▶ SHORT EXERCISE: Repeat word for word the passage in the page on Python code, libraries and init scripts from "Third-party or in-house" to "available or practical.".

▶ SOURCE DOCUMENT:

* * *

Python Code, Libraries & Init Scripts

Applies To:

Pipeline Bundle

Configuration Scope:

Pipeline

Databricks Docs:

Overview

The framework supports three mechanisms for adding custom code to the framework or a pipeline bundle. Each addresses a different concern and has a dedicated place in both bundle structures:

#

Mechanism

Location

Purpose

1

Cluster libraries

External:

  • PyPI

  • UC Volume

  • Artifact repository e.g. Artifactory, Nexus

OR
Bundled wheel: src/libraries/

Third-party or in-house Python packages installed on the cluster before the pipeline runs. The framework plays no role in installation; the Databricks Asset Bundle pipeline environments mechanism handles it. Bundling under src/libraries/ is a fallback for when an external registry is not available or practical.

2

Pipeline Python Code

src/python/

Custom modules and packages written by your team that are referenced directly by Data Flow Specs (sources, transforms, sinks). Added to sys.path at pipeline initialisation so specs can resolve them by module path.

* * *

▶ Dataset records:

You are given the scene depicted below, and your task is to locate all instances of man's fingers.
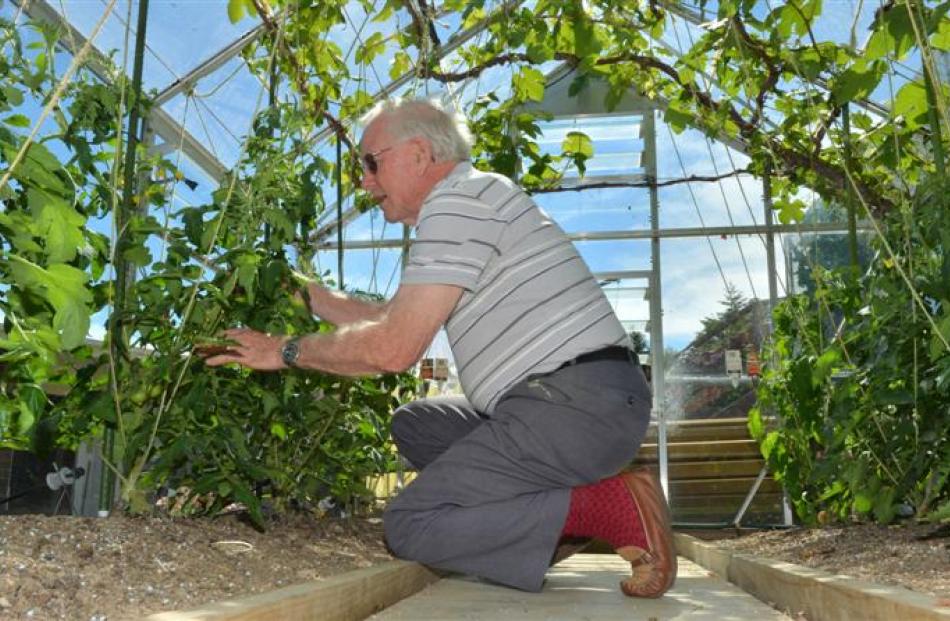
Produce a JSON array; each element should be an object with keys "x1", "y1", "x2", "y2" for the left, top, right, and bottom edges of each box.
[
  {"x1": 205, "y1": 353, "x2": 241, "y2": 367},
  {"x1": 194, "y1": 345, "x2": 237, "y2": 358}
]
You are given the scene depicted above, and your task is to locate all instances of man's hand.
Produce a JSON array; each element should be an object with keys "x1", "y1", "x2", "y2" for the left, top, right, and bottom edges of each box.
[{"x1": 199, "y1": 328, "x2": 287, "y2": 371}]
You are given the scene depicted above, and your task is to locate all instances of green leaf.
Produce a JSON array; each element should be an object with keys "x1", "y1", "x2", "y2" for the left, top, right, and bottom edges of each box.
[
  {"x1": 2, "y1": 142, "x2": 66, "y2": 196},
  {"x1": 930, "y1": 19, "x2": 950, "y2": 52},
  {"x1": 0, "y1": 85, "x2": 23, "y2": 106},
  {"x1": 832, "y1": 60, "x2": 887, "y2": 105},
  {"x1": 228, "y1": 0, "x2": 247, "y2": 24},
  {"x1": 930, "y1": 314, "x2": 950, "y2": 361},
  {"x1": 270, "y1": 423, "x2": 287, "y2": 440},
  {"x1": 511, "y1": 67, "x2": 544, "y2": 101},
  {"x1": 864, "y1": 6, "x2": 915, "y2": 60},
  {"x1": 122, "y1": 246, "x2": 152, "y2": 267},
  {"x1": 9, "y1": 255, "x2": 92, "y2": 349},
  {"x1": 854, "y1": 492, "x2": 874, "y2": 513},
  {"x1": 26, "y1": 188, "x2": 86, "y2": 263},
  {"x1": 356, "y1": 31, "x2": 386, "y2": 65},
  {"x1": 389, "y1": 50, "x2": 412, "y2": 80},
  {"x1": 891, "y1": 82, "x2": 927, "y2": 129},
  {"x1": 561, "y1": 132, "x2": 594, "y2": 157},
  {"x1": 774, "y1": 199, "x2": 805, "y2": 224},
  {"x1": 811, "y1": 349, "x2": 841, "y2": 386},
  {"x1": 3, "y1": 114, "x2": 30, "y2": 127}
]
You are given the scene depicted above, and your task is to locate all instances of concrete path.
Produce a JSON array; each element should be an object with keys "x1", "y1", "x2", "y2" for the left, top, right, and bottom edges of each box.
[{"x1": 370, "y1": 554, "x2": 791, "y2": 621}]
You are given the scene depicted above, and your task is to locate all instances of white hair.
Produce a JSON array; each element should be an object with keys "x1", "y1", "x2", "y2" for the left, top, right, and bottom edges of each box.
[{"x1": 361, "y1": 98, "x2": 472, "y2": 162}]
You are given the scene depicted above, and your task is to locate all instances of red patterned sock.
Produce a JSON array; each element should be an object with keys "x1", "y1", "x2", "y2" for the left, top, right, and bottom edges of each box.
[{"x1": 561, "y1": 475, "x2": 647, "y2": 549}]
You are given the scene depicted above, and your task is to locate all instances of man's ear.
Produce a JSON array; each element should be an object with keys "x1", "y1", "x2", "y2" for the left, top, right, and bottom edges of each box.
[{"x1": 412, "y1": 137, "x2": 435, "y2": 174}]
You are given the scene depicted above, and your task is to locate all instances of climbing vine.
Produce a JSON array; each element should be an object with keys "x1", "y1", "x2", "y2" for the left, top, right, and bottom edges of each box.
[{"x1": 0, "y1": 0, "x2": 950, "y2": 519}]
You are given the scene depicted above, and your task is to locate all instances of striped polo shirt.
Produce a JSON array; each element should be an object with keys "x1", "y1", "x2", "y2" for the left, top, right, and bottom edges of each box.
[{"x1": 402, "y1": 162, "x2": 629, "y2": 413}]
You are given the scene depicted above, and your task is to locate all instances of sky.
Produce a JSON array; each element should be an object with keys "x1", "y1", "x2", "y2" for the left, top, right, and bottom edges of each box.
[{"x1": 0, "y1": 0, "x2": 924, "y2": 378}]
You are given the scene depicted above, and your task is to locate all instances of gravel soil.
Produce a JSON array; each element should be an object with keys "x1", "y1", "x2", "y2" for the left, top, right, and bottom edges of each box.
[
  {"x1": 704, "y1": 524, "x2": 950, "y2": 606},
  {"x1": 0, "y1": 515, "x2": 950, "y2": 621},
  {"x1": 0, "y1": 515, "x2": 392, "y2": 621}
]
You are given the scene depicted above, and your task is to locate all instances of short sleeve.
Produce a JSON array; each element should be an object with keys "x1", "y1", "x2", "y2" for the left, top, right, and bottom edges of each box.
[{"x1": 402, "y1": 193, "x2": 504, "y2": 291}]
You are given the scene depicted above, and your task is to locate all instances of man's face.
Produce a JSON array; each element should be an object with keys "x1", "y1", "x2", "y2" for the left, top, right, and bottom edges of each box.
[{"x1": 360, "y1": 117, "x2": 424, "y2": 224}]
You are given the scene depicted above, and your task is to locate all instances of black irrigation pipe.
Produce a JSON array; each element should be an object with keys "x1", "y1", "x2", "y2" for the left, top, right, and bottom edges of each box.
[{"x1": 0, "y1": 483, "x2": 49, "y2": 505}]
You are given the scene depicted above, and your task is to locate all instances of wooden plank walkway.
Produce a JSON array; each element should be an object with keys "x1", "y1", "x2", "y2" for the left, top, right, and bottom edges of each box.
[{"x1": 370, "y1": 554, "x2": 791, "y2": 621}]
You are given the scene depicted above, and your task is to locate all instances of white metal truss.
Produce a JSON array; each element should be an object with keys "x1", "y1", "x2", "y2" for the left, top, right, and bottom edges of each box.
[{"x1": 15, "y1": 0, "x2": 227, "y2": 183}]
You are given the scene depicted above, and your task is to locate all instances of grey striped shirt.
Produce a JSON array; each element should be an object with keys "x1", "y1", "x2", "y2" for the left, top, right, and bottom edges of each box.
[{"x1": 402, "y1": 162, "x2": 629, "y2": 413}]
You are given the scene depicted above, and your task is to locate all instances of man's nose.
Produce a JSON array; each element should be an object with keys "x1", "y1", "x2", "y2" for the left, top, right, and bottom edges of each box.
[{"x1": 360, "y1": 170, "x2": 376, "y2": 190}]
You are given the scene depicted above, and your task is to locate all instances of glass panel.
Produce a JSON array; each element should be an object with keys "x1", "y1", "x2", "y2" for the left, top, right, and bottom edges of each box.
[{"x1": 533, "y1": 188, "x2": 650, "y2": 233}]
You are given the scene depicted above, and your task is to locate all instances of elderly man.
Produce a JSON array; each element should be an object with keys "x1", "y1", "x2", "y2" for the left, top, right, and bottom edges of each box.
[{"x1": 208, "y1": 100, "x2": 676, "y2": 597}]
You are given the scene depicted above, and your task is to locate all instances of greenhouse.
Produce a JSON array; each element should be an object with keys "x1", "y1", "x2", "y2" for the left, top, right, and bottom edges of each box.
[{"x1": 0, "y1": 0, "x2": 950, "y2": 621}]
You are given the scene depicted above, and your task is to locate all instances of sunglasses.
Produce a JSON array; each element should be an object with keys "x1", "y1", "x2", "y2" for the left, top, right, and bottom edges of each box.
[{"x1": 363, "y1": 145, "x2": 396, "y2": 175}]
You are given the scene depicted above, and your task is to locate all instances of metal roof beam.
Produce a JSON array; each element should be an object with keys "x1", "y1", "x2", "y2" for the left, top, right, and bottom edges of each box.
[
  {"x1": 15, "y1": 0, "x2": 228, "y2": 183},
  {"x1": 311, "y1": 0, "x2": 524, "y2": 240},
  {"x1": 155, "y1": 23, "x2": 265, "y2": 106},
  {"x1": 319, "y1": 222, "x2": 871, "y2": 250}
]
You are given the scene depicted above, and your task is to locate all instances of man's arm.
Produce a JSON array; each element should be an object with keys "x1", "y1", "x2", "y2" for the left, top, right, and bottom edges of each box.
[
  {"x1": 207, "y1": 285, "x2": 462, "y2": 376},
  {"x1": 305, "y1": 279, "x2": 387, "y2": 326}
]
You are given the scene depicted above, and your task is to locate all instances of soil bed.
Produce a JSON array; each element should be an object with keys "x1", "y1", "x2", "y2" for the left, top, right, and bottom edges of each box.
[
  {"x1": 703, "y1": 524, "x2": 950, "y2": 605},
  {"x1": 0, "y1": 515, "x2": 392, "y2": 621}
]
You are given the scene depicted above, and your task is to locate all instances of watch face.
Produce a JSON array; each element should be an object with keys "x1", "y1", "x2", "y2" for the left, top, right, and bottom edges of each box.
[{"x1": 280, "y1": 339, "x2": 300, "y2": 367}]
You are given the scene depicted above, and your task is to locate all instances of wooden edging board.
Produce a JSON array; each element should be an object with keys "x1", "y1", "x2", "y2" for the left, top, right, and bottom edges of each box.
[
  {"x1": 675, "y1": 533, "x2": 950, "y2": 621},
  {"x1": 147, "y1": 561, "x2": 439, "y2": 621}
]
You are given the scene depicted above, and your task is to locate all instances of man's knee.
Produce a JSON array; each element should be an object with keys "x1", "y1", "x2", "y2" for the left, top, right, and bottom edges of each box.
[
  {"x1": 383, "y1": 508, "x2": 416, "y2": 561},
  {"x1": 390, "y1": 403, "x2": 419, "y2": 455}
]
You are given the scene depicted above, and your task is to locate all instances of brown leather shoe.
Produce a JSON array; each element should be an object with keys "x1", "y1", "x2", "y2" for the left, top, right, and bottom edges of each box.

* * *

▶ FINISHED TASK:
Third-party or in-house Python packages installed on the cluster before the pipeline runs. The framework plays no role in installation; the Databricks Asset Bundle pipeline environments mechanism handles it. Bundling under src/libraries/ is a fallback for when an external registry is not available or practical.